Common manicure/pedicure tools include:
- Bowl of warm water or fingerbath
- Cuticle nipper (cuticle knife, cuticle clipper)
- Cuticle pusher
- Foot bath (pedicures)
- Manicure table
- Nail art brushes/tools
- Nail brush
- Nail buffer
- Nail clippers
- Nail file (usually an emery board)
- Nail scissors
- Orangewood stick
- Pumice stone / foot file (pedicures)
- Rubber thimble (used to help open polish)
- Toe separator (pedicures)

Common manicure/pedicure supplies include:
- Cotton balls/pads
- Cuticle remover
- Hand cream
- Hand towels
- Massage lotion
- Mild scrub
- Nail jewels (often self-adhesive)

■ **Check your understanding**:
1/ Condense the part of the manicure and pedicure list that begins "Common manicure/pedicure supplies include" into one sentence that keeps every item.
2/ Answer these questions from the manicure and pedicure list:
(a) What is the rubber thimble used for?
(b) What is a nail file usually?
(c) Which supply is often self-adhesive?

■ **Record excerpts**:
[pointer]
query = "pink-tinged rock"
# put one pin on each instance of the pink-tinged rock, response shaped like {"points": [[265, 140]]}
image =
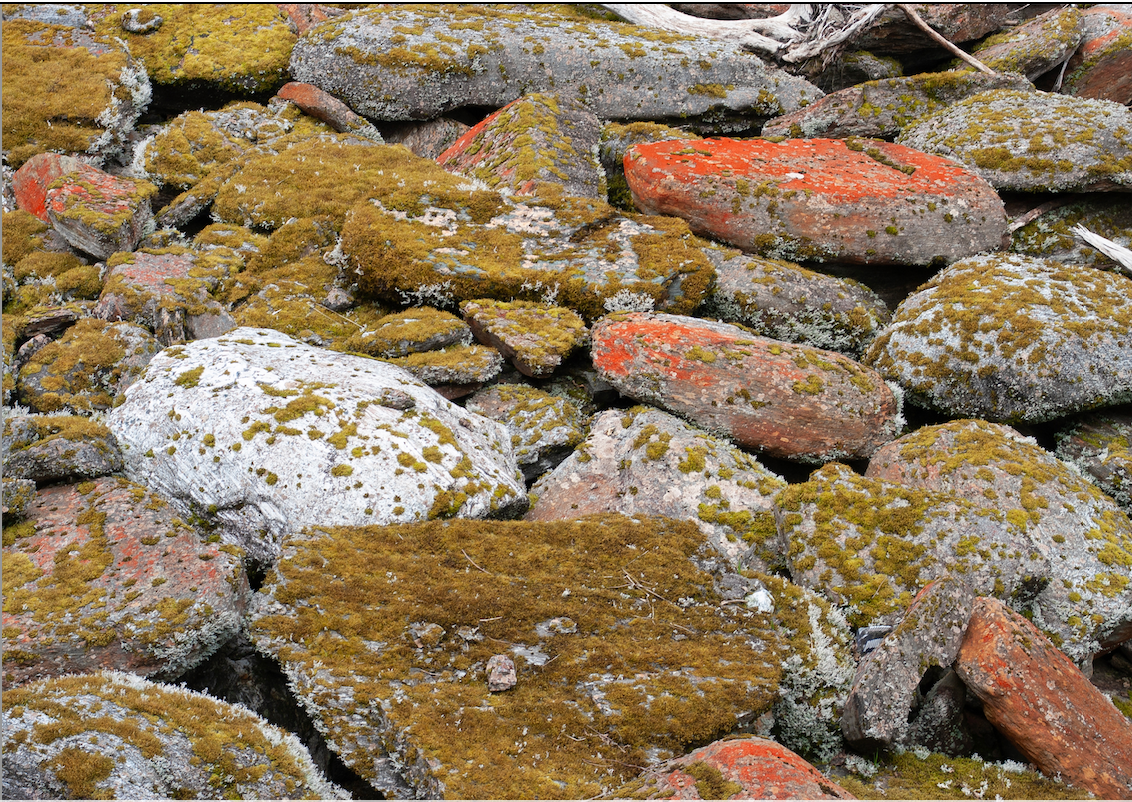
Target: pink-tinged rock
{"points": [[862, 202], [100, 213], [781, 399], [104, 576], [1038, 699], [748, 768]]}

■ **Task-by-task solutions**:
1/ Common manicure and pedicure supplies include cotton balls or pads, cuticle remover, hand cream, hand towels, massage lotion, mild scrub, and nail jewels, which are often self-adhesive.

2/
(a) It is used to help open polish.
(b) It is usually an emery board.
(c) Nail jewels are often self-adhesive.